● SELECTED EXCERPT
*-*-*
When the vet returned to the room with one of her assistants in tow, she told Gina that it appeared time to give Fred the final injection. They turned his limp body slowly over on his side to expose one of his hind legs, where they'd administer the dose. Though he was practically unconscious, Fred's eyes remained open and appeared, likely out of sheer happenstance, to be focused squarely on me. I returned the stare, hoping that if Fred could see me, he somehow found my face reassuring.

"I'm going to make the final injection now," the vet whispered. In that five seconds' time, a million thoughts raced through my head. I thought of Fred as he was three years ago, when I first met my girlfriend. I remembered the times he would sleep with us --usually hogging the bed-- but he did it in such a strangely unobtrusive manner that you felt obliged to give him half the bed if only to make him feel more comfortable.

I thought of crying out, "Wait! Don't give him the injection! I'll take Fred home with me! We'll spend all the money we can!" knowing full well that nothing in the world could make him well again. I thought about my own cats and imagined a time when I would have to euthanize them.

The vet placed the needle into Fred's leg and pressed the plunger. As she did so, I noted that Fred's pupils became slightly more dilated. The four of us who had come in to bear witness collectively held our breath. In a few moments, the vet placed a stethoscope on his chest. "He's gone," she said in a whisper.
*-*-*
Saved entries
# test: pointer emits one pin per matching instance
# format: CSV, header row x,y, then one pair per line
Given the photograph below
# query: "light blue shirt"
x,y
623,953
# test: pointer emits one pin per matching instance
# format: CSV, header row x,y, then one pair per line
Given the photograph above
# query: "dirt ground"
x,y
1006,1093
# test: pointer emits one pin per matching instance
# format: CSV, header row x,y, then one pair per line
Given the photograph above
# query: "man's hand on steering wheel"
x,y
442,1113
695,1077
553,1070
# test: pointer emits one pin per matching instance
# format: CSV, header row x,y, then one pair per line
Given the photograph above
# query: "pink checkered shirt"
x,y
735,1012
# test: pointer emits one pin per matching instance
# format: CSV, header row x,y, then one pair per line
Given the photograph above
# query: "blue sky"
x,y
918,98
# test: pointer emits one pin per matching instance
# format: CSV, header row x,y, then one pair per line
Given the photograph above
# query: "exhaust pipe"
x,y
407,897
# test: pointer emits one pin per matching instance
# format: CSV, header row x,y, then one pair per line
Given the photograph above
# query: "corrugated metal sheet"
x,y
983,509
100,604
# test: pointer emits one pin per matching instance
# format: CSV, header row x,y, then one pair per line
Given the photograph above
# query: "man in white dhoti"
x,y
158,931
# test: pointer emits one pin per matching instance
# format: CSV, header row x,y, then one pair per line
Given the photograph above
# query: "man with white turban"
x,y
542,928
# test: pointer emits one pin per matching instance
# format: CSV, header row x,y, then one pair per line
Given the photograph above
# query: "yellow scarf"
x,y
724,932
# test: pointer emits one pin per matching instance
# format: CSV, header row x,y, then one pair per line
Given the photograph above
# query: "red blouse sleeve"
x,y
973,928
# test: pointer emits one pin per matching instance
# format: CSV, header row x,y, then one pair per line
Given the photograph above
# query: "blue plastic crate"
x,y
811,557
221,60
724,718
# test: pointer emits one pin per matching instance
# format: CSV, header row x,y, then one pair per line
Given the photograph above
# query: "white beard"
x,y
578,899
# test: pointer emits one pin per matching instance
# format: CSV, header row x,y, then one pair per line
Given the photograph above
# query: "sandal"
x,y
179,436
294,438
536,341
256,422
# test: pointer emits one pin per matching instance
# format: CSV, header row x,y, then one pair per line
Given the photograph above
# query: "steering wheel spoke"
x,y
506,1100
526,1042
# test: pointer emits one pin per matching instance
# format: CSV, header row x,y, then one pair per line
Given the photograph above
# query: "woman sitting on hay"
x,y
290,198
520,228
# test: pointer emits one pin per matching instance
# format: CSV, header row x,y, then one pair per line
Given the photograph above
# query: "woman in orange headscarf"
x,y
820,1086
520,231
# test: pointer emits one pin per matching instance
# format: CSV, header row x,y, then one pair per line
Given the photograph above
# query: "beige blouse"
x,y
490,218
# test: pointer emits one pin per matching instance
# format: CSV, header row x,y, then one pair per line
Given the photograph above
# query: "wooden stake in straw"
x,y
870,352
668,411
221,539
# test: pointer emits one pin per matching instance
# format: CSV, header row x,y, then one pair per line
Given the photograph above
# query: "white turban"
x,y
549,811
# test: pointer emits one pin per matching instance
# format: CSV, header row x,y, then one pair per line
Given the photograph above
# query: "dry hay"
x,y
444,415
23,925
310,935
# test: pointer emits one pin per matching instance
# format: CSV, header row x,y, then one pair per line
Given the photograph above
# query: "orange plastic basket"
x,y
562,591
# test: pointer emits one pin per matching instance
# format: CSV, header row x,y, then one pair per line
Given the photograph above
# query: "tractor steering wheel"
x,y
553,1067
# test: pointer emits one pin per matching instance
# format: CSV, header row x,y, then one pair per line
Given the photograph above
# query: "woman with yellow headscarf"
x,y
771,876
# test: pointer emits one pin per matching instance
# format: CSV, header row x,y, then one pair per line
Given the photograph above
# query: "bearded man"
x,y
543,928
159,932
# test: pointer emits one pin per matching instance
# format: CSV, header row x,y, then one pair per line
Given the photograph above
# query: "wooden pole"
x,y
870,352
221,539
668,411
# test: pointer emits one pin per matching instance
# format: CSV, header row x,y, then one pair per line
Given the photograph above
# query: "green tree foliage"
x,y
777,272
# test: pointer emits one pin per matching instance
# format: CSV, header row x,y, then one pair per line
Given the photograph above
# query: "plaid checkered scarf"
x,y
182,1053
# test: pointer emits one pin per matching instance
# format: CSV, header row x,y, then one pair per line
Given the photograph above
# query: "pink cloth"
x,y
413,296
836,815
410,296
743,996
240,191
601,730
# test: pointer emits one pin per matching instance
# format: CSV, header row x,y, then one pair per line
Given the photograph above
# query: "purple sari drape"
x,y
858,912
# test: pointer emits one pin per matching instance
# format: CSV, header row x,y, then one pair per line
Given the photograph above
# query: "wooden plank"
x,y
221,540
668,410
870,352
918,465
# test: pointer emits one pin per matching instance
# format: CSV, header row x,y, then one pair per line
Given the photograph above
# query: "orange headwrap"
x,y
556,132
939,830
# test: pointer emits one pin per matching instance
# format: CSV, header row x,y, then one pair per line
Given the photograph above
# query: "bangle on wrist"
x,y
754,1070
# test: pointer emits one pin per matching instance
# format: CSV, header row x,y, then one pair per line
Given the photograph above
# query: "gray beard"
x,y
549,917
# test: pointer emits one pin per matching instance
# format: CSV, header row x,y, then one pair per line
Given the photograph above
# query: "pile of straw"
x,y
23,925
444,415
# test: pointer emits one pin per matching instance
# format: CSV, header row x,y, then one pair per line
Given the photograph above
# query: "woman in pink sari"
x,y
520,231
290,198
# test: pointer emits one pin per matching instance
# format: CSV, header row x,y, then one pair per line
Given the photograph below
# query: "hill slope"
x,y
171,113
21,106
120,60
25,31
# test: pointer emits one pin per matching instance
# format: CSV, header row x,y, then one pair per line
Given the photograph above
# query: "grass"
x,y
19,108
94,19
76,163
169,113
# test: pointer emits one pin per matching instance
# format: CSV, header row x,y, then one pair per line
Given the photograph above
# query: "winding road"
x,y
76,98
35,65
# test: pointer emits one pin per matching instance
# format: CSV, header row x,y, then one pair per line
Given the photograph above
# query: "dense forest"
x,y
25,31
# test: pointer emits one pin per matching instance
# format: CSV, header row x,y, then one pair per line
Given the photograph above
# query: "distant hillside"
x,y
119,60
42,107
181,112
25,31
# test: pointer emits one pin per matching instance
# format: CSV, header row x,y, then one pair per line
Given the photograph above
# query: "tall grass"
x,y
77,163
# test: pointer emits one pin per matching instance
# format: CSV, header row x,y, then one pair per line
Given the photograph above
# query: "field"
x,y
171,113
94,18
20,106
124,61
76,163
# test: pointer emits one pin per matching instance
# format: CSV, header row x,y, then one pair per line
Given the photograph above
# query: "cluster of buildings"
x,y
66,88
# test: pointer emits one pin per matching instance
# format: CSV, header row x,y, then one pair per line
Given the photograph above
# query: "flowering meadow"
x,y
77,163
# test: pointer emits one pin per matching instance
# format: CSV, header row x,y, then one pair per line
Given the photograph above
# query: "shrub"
*-*-*
● ASSIGNED TASK A
Decide whether each statement agrees with the passage about Fred's final injection: (i) After the injection, the vet placed a stethoscope on Fred's chest. (ii) Fred's eyes were closed when he was turned onto his side. (iii) Fred was first known to the narrator five years earlier. Give yes or no for each, with the deciding words of the passage quoted.
● ASSIGNED TASK B
Duplicate the passage about Fred's final injection from "I thought of crying" up to and including "to euthanize them.".

● WRITTEN ANSWER A
(i) Yes: "In a few moments, the vet placed a stethoscope on his chest."
(ii) No: "Though he was practically unconscious, Fred's eyes remained open"
(iii) No: "I thought of Fred as he was three years ago, when I first met my girlfriend."

● WRITTEN ANSWER B
I thought of crying out, "Wait! Don't give him the injection! I'll take Fred home with me! We'll spend all the money we can!" knowing full well that nothing in the world could make him well again. I thought about my own cats and imagined a time when I would have to euthanize them.